— BEGIN Provided material —
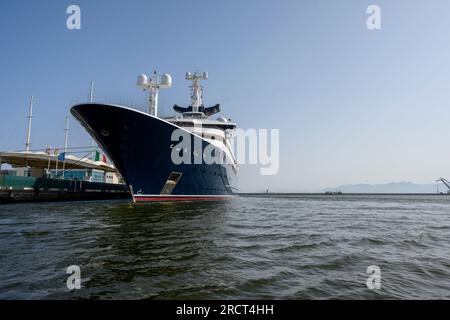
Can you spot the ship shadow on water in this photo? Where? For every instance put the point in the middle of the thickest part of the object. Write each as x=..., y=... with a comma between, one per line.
x=152, y=248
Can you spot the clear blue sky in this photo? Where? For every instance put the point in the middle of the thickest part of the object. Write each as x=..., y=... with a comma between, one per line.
x=352, y=105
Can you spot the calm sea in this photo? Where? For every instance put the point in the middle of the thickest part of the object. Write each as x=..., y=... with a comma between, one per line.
x=270, y=247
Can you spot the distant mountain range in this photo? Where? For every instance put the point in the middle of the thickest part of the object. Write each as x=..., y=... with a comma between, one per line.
x=395, y=187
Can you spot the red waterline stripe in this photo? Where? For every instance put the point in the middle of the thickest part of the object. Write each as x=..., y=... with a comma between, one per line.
x=180, y=198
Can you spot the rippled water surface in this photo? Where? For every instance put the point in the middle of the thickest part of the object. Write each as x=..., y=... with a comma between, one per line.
x=283, y=247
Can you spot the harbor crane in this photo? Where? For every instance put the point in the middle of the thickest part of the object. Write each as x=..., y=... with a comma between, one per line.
x=446, y=182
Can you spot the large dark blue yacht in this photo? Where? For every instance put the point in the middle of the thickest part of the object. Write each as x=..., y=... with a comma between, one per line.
x=166, y=159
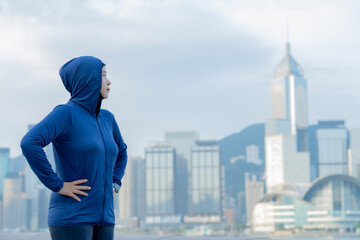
— END Provided material —
What to work on =>
Please copy out the part of the records that opens with the line containing "Can you spot the rippled" and runs through the end of the records, requests included, shifting every x and y coordinate in the answers by -59. Leave the pictures out of your answer.

Written response =>
Can you spot the rippled water surface in this photo? Where? For every instance put the point in the middle of the thickest part of the object. Write each as x=..., y=... with a comma between, one per line.
x=224, y=188
Can you spot the harbor crane in this photo? Where? For every instance put the point in the middle of the thickest part of the object. Write each as x=..., y=... with a comma between, one per line.
x=387, y=123
Can you spot the large dark blue yacht in this photo? Where? For every instance put the point in the middle of the thickest part of the object. Write each as x=..., y=... with a comma between, one per line.
x=107, y=100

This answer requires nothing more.